## YOUR INSTRUCTIONS:
Each entry must be restated word for word.

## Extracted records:
>>>

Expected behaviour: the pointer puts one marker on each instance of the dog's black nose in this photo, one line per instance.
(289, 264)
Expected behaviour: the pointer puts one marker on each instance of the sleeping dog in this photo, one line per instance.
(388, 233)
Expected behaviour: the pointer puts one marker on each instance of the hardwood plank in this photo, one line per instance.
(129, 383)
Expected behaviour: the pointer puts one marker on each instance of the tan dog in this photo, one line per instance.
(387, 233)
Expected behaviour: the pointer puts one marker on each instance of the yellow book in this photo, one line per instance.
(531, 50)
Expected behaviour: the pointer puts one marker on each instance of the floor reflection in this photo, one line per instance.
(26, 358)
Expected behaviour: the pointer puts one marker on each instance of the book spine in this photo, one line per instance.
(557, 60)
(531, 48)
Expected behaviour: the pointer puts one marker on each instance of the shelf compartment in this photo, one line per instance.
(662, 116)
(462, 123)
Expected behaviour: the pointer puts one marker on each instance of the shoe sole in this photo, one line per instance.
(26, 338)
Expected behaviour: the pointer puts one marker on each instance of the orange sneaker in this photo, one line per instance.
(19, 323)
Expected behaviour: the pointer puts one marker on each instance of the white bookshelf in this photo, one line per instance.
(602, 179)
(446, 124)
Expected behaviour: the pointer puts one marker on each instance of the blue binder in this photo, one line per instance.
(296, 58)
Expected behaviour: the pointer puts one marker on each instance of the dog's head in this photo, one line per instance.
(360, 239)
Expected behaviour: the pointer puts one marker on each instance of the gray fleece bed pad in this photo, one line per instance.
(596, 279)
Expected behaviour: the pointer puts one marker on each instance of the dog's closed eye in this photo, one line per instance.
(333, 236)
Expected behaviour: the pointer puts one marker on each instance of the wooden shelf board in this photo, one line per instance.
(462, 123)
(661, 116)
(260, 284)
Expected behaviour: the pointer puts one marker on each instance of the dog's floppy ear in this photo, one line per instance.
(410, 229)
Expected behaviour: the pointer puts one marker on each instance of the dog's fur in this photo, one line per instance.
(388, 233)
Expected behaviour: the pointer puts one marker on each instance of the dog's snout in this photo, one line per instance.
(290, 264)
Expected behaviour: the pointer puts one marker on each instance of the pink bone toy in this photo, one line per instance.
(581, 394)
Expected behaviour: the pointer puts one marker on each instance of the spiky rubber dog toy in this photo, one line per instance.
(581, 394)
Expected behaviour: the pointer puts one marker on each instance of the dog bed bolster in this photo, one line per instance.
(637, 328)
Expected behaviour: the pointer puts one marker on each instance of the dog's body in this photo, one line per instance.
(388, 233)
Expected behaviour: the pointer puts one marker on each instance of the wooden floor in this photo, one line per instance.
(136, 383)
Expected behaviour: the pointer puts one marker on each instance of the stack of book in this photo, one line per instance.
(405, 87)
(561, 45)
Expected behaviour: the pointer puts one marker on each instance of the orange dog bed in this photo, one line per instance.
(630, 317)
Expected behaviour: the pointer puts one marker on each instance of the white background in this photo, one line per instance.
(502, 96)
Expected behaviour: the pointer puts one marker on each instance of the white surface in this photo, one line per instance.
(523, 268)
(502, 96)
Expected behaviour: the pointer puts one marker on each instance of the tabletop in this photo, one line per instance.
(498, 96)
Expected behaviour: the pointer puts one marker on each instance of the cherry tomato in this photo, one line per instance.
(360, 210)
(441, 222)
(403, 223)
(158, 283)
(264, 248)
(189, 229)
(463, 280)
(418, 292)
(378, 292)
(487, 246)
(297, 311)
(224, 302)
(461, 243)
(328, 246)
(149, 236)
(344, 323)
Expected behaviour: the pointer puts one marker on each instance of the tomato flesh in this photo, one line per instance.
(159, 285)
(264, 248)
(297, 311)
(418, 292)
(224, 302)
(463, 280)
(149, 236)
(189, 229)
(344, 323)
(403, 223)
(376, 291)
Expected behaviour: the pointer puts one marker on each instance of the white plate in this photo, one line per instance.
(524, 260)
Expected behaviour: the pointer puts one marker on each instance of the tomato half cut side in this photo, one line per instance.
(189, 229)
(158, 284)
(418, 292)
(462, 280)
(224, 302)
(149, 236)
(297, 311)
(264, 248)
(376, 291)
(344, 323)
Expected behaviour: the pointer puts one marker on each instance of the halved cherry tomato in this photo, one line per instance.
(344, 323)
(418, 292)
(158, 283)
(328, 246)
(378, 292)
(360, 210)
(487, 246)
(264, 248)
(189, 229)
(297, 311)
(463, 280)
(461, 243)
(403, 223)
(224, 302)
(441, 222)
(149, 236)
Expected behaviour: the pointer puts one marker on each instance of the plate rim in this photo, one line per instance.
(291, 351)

<<<

## EXERCISE RESPONSE:
Expected behaviour: the pointer puts one marker on each instance of the dog's black nose in this photo, one line per instance.
(289, 264)
Expected behaviour: the pointer puts one marker on each instance of the sleeping dog in this photo, one line per instance.
(388, 233)
Expected behaviour: the pointer puts one marker on each instance of the hardwood plank in this photo, one line per instance.
(129, 383)
Expected behaviour: the pointer puts one marker on each instance of the tan dog in this photo, one line per instance.
(387, 233)
Expected behaviour: the pointer puts one marker on each instance of the yellow book in this photo, one line per instance.
(531, 50)
Expected behaviour: the pointer puts one marker on each instance of the floor reflection in this photo, one line per instance.
(26, 358)
Expected behaviour: the pointer puts one marker on each instance of the book spine in this photo, one line per instance.
(557, 60)
(531, 48)
Expected behaviour: the pointer puts one marker on each instance of the shelf compartment in this photo, one line per instance.
(662, 116)
(462, 123)
Expected behaviour: the pointer puts one marker on each instance of the shoe sole in this photo, one line per instance.
(26, 338)
Expected behaviour: the pointer puts one marker on each instance of the orange sneaker in this photo, one line per instance.
(19, 323)
Expected behaviour: the pointer puts one marker on each instance of the white bookshelf in this photo, one line per instance.
(602, 179)
(446, 124)
Expected behaviour: the pointer puts one marker on each instance of the blue binder in this photo, one line per instance.
(296, 58)
Expected behaviour: the pointer puts one marker on each instance of the dog's head in this photo, one line per instance.
(360, 239)
Expected behaviour: the pointer puts one marker on each instance of the gray fleece bed pad in this photo, one line per instance.
(596, 279)
Expected behaviour: the pointer puts one marker on each instance of the dog's closed eye in this photo, one line per instance.
(333, 236)
Expected behaviour: the pointer puts one marker on each instance of the wooden shelf board in this photo, one line per instance.
(462, 123)
(661, 116)
(260, 284)
Expected behaviour: the pointer puts one marker on each instance of the dog's floppy ear in this photo, one line per instance.
(410, 229)
Expected behaviour: the pointer puts one marker on each instance of the dog's fur in this photo, one line per instance.
(388, 233)
Expected behaviour: the pointer puts one marker on each instance of the dog's snout in this photo, one line per instance.
(290, 264)
Expected behaviour: the pointer puts one marker on each instance of the pink bone toy in this photo, one line per instance.
(581, 394)
Expected behaviour: the pointer puts one marker on each instance of the spiky rubber dog toy in this photo, one line per instance.
(581, 394)
Expected behaviour: the pointer puts one marker on each instance of the dog bed bolster in this photo, one line per instance.
(637, 328)
Expected behaviour: the pointer puts one marker on each instance of the dog's body in this photo, one line per instance.
(388, 233)
Expected behaviour: the pointer puts one marker on each instance of the wooden floor in this photo, one line per instance.
(136, 383)
Expected behaviour: the pointer puts one marker on each instance of the stack of book in this photo, one line per instance.
(405, 87)
(561, 45)
Expected behaviour: the pointer puts one marker on each instance of the orange dog bed in this photo, one line per instance.
(630, 317)
Expected behaviour: the pointer puts one marker on each instance of the white background in this photo, one line per instance.
(502, 96)
Expected behaviour: the pointer puts one marker on each instance of the white surface in this photo, one line per instance.
(523, 268)
(502, 96)
Expected behaviour: the pointer puts one marker on each instance of the tabletop in this photo, one line per instance.
(498, 96)
Expected behaviour: the pointer puts one marker on each instance of the cherry tomato in this photo, one line per instance.
(360, 210)
(441, 222)
(403, 223)
(158, 283)
(264, 248)
(189, 229)
(463, 280)
(418, 292)
(378, 292)
(487, 246)
(297, 311)
(224, 302)
(461, 243)
(328, 246)
(149, 236)
(344, 323)
Expected behaviour: the pointer puts one marker on each instance of the tomato flesh in this photo, one line per instance.
(159, 285)
(264, 248)
(297, 311)
(418, 292)
(224, 302)
(463, 280)
(149, 236)
(189, 229)
(344, 323)
(403, 223)
(376, 291)
Expected behaviour: the pointer puts one marker on each instance of the white plate in this photo, one line per instance.
(524, 260)
Expected behaviour: the pointer puts one marker on each instance of the tomato half cut side in this photo, one line per instance.
(189, 229)
(158, 284)
(418, 292)
(462, 280)
(224, 302)
(149, 236)
(297, 311)
(264, 248)
(376, 291)
(344, 323)
Expected behaviour: the pointer puts one marker on each instance of the halved cherry tomato in this photo, one line per instance.
(344, 323)
(418, 292)
(158, 283)
(328, 246)
(378, 292)
(360, 210)
(487, 246)
(264, 248)
(189, 229)
(297, 311)
(463, 280)
(461, 243)
(403, 223)
(224, 302)
(441, 222)
(149, 236)
Expected behaviour: the pointer puts one marker on each instance of the plate rim in this photo, one line per instance.
(291, 351)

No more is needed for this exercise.